• **Excerpted passage**
==================================================
Enabling Constraints

Enabling Constraints

An oxymoron is a figure of speech that pairs two opposing words. There is one I include in my software-engineering repertoire: enabling constraint. We can enable one activity by constraining another. Let’s explore how this paradoxical effect can be applied to software engineering.

Examples

Enabling constraints are pretty generic. Here are two examples of how they were applied in other domains:

Steve Jobs

I think Steve Jobs’ strategy when he returned to Apple in 1997 (to save them) is an example of enabling-constraint thinking.

His strategy was to produce only four products. A desktop and a portable device, both with consumer and professional models. He got rid of the plethora of other Apple products.

He constrained what Apple worked on to enable them, with focus and simplicity, to develop those four products to perfection. Genius!

Sport

Sport is a composition of freedom and enabling constraints. Let's consider rugby union.

World Rugby says the following about the Laws of rugby:

The Laws of rugby are developed with two central principles in mind: firstly, to allow players to play within the spirit of the game, and secondly, to protect the welfare of all players.
==================================================
• **Dataset extract**
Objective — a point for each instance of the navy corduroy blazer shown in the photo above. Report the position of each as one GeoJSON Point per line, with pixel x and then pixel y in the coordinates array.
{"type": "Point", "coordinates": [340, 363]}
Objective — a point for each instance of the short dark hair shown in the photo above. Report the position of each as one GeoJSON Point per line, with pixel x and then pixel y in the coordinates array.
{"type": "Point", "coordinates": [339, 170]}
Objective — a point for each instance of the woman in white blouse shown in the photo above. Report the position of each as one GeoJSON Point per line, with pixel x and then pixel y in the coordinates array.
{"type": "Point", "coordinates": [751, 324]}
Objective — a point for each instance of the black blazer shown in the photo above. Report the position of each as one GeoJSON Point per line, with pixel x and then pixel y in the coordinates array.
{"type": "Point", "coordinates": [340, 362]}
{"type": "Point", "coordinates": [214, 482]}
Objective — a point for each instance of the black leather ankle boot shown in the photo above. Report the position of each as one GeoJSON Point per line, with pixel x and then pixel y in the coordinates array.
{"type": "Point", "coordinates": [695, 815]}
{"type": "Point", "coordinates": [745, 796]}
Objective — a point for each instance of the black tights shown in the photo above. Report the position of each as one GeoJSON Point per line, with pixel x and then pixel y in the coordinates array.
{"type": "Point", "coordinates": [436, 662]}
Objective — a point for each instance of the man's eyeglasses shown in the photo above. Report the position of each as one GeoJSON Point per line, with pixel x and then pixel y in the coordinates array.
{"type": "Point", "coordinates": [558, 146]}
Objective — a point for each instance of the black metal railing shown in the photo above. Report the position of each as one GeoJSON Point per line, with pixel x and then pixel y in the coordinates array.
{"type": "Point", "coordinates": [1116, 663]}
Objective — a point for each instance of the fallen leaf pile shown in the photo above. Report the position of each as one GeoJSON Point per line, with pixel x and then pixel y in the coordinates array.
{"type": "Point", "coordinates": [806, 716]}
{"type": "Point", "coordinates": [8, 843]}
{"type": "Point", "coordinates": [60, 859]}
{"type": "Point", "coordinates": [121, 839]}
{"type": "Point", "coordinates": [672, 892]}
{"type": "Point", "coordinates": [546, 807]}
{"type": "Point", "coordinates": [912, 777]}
==================================================
• **Tasks**
**1)** In the text on enabling constraints, how many products did Steve Jobs's strategy call for, and what were they?
**2)** Print the passage of the enabling constraints text from "I think Steve" up to and including "to perfection. Genius!".
The lines are separate material and have no connection to the text.

• **The results**
**1)** Four: a desktop and a portable device, each in a consumer and a professional model.

**2)**
I think Steve Jobs’ strategy when he returned to Apple in 1997 (to save them) is an example of enabling-constraint thinking.

His strategy was to produce only four products. A desktop and a portable device, both with consumer and professional models. He got rid of the plethora of other Apple products.

He constrained what Apple worked on to enable them, with focus and simplicity, to develop those four products to perfection. Genius!